• _EXERCISE PROMPT_
In the entries that follow, find the line containing "Could you please point out the forearm"; from there, copy every line exactly through the line containing "Could you please point out the thumb".

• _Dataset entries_
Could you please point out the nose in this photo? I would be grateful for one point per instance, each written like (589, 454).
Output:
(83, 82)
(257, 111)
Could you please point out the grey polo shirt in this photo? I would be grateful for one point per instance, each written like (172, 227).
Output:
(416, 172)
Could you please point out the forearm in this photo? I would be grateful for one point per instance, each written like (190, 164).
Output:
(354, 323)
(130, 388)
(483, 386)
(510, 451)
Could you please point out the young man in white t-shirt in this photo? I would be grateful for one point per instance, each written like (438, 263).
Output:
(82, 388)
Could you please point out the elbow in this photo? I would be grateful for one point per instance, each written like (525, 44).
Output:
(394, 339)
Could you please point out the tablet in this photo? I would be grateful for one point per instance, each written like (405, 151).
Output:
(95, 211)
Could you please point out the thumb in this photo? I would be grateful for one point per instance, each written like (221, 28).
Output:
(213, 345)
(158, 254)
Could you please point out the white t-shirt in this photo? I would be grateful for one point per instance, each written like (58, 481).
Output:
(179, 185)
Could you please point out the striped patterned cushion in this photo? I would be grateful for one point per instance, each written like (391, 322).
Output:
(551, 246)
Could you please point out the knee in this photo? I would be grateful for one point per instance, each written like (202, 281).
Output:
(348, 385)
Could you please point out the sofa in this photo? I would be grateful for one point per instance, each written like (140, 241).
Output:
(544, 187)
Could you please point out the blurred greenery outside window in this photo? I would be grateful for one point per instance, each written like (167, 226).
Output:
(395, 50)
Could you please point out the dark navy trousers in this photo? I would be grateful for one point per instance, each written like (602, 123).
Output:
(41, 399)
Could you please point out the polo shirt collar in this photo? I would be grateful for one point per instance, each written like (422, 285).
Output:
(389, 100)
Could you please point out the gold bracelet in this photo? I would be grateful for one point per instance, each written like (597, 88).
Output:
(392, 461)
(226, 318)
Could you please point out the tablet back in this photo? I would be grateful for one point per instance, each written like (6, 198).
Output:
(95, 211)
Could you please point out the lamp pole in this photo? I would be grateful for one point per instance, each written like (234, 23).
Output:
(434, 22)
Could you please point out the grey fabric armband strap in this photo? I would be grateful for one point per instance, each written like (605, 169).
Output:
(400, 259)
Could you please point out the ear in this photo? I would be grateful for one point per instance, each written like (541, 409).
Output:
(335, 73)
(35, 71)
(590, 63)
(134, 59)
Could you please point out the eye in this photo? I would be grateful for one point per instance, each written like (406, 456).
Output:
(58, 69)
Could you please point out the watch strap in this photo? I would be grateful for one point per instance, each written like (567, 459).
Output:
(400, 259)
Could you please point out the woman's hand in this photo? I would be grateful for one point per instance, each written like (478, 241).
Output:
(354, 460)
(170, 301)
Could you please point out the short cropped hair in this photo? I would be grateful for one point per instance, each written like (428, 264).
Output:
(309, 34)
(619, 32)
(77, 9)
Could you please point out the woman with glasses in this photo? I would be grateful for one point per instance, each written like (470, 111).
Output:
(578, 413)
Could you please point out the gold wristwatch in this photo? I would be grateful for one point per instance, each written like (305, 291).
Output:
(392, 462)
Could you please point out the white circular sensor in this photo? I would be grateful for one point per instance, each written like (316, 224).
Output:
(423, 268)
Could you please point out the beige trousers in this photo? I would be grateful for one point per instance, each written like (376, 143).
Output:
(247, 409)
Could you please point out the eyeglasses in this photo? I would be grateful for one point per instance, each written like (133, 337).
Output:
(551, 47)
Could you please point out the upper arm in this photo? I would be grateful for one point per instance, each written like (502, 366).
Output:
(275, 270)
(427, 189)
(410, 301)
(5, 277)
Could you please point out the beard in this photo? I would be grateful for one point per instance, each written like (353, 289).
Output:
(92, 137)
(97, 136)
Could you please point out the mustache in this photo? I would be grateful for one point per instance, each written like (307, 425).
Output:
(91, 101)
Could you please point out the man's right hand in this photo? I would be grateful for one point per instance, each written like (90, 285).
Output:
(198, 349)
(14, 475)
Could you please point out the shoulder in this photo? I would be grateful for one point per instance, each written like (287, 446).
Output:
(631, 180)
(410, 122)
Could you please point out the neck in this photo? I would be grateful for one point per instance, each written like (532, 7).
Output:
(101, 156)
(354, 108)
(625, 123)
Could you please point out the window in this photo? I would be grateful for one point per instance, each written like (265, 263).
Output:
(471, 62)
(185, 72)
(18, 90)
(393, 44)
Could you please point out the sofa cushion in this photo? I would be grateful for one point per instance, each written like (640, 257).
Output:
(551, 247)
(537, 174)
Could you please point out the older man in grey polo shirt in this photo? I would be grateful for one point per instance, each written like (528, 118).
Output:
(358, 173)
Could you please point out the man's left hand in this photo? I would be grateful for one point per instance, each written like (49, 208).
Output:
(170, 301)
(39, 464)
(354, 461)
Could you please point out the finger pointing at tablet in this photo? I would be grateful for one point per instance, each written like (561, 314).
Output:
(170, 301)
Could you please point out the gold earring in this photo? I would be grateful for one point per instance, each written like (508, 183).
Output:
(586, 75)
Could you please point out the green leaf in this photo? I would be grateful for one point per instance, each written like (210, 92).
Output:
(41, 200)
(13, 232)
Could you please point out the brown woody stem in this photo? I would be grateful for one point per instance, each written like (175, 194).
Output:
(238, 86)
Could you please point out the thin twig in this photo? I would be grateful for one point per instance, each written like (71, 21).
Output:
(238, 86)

• _SOLUTION TO THIS TASK_
Could you please point out the forearm in this photo? I would be grateful for one point per instance, each written like (190, 164).
Output:
(354, 323)
(130, 388)
(483, 386)
(510, 451)
Could you please point out the young man in white t-shirt in this photo? I would be grateful for one point per instance, each written like (438, 263).
Output:
(82, 388)
Could you please point out the elbow in this photo? I would be grateful for one point per instance, each written like (525, 44).
Output:
(394, 339)
Could you please point out the tablet in this photo? I would be grateful for one point per instance, each written like (405, 151).
Output:
(95, 211)
Could you please point out the thumb in this photo? I would be grateful for one point per instance, each written like (221, 28).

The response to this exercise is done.